INPUT MATERIAL:
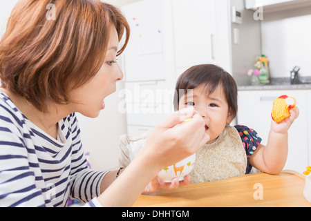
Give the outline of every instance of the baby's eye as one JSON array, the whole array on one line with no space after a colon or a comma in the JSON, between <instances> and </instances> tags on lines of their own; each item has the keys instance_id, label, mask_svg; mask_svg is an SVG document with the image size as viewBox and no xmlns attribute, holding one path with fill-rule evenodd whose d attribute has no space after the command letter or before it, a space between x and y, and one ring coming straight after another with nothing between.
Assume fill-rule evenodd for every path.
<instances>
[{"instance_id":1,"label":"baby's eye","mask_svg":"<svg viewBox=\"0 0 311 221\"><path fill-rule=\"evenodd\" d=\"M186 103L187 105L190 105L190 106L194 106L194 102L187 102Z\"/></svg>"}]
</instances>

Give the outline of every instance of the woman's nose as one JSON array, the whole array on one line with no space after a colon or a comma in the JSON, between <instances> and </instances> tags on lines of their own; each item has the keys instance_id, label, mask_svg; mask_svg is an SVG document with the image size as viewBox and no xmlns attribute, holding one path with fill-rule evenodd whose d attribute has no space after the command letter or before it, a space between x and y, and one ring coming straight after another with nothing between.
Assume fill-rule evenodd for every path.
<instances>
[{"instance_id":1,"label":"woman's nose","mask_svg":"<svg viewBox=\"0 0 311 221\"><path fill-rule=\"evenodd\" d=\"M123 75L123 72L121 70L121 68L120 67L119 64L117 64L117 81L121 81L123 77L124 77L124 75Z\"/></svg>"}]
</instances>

--

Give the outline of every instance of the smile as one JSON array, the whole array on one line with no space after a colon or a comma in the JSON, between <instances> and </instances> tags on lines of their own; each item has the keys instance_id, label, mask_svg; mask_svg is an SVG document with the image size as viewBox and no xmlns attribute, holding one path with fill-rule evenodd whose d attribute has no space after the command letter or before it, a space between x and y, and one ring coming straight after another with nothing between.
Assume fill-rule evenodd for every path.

---

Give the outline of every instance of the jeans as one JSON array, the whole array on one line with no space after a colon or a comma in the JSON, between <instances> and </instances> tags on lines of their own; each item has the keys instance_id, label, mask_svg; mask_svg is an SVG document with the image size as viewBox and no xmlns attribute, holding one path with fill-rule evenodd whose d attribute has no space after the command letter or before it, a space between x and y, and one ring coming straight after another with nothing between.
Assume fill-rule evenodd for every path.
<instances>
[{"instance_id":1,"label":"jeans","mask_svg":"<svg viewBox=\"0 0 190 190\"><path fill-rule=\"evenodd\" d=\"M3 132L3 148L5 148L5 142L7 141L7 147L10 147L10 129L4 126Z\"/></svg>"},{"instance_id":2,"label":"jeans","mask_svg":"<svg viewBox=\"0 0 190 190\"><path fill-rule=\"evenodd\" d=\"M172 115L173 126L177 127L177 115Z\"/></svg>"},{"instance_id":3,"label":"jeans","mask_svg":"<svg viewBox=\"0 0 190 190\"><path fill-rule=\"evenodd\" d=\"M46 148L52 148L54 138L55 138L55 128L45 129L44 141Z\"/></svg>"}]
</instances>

TO DO:
Could you collect every line of the data above that contains the string "woman" and copy each one out in full? Match case exactly.

RESULT OF THE EXERCISE:
Give the outline of every instance of the woman's nose as one JSON array, the whole array on one line with no space after a colon or a comma in the JSON, between <instances> and </instances> tags on lines of their own; each item has the keys instance_id, label, mask_svg; mask_svg is an SVG document with the image size as viewBox and no xmlns attribute, holding one path with fill-rule evenodd whose d attribute has no space after the command letter or before it, a space between x and y, and one ring coming straight after another with nothing between.
[{"instance_id":1,"label":"woman's nose","mask_svg":"<svg viewBox=\"0 0 311 221\"><path fill-rule=\"evenodd\" d=\"M123 75L123 72L121 70L121 68L120 67L119 64L117 64L117 81L121 81L123 77L124 77L124 75Z\"/></svg>"}]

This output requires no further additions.